__TASK REQUIREMENTS__
Rewrite the lines from the one containing "Rules. Find each instance of the black serving" through the one containing "Query: black serving tray", replacing "serving tray" with "dinner tray" and leaving everything else unchanged. Give only those lines.

Data block:
******
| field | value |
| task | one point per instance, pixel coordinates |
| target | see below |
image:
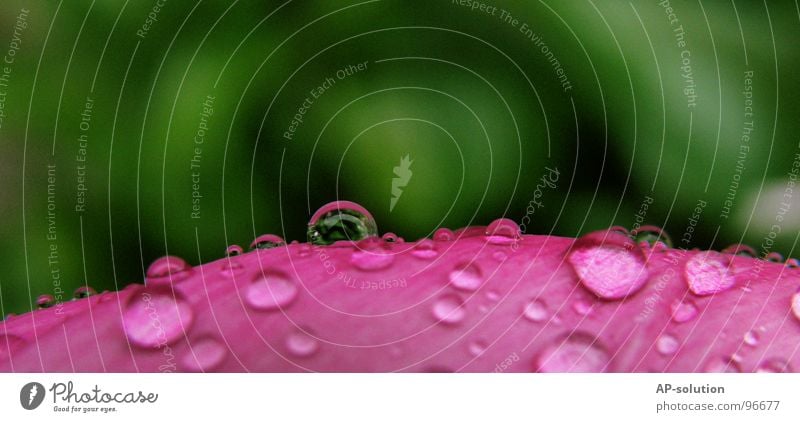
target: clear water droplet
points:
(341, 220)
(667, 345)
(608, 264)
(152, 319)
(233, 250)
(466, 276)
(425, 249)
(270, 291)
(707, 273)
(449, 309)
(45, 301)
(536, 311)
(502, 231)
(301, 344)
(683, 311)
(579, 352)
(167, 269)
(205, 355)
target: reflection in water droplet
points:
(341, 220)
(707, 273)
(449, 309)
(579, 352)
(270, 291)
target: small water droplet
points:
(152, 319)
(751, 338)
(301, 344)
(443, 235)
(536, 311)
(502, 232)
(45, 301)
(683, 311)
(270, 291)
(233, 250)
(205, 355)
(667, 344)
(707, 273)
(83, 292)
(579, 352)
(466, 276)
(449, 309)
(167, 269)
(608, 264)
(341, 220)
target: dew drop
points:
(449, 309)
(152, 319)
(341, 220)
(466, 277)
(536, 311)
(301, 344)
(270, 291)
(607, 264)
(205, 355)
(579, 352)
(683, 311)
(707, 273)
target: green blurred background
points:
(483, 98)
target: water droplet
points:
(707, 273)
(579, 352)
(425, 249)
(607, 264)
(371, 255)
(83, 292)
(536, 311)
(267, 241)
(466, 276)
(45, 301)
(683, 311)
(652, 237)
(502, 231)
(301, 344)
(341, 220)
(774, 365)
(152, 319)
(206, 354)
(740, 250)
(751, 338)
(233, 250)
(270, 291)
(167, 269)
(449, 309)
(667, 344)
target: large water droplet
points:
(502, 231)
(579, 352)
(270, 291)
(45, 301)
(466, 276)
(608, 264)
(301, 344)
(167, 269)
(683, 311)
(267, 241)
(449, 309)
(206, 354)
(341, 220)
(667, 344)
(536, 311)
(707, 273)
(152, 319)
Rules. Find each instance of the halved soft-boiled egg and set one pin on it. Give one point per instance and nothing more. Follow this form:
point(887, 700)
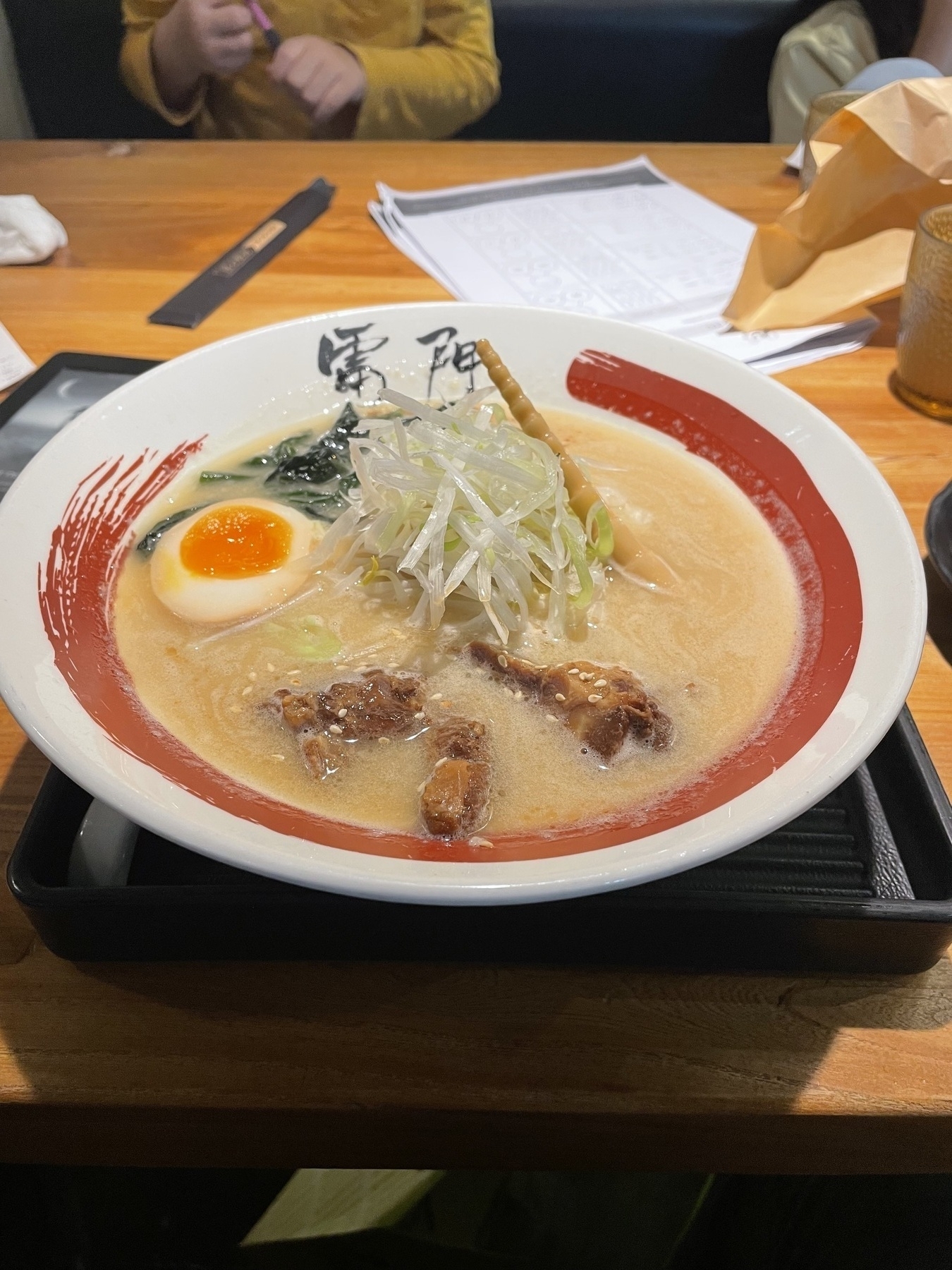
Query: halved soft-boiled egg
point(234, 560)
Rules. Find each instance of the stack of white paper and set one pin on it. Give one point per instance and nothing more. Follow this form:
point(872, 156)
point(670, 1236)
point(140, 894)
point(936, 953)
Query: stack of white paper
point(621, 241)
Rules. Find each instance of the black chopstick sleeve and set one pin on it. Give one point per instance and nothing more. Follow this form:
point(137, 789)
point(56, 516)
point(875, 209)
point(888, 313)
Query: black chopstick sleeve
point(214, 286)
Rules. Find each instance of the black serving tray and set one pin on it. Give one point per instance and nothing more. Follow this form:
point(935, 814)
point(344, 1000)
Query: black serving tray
******
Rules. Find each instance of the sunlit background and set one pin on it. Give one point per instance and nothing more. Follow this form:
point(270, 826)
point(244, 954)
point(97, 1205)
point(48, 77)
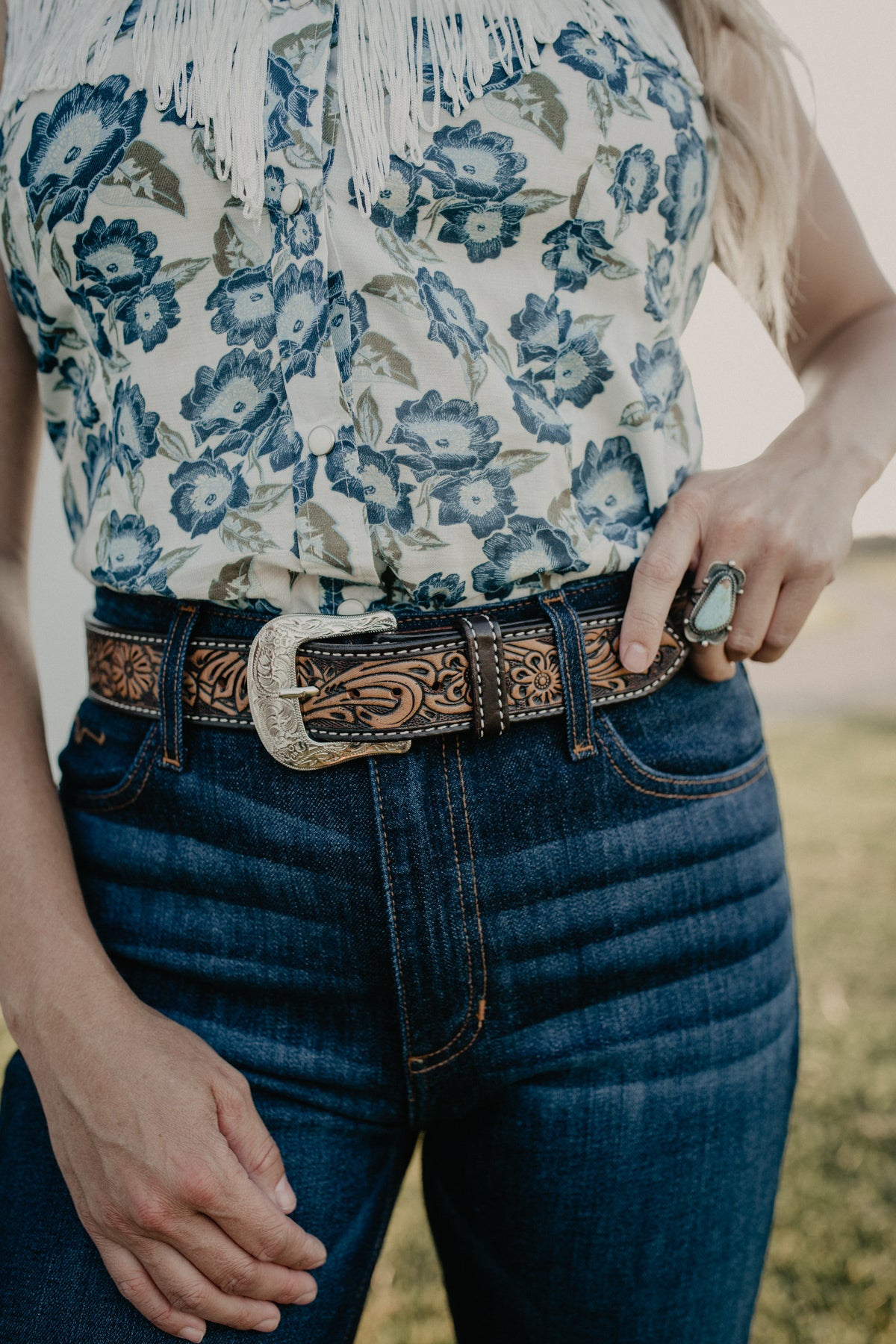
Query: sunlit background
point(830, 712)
******
__CORRECT RESULT__
Rules. Find each instance of the black dinner tray and set one pin on it. Give one point per instance and nothing more. Follow this form:
point(935, 814)
point(344, 1000)
Query: black dinner tray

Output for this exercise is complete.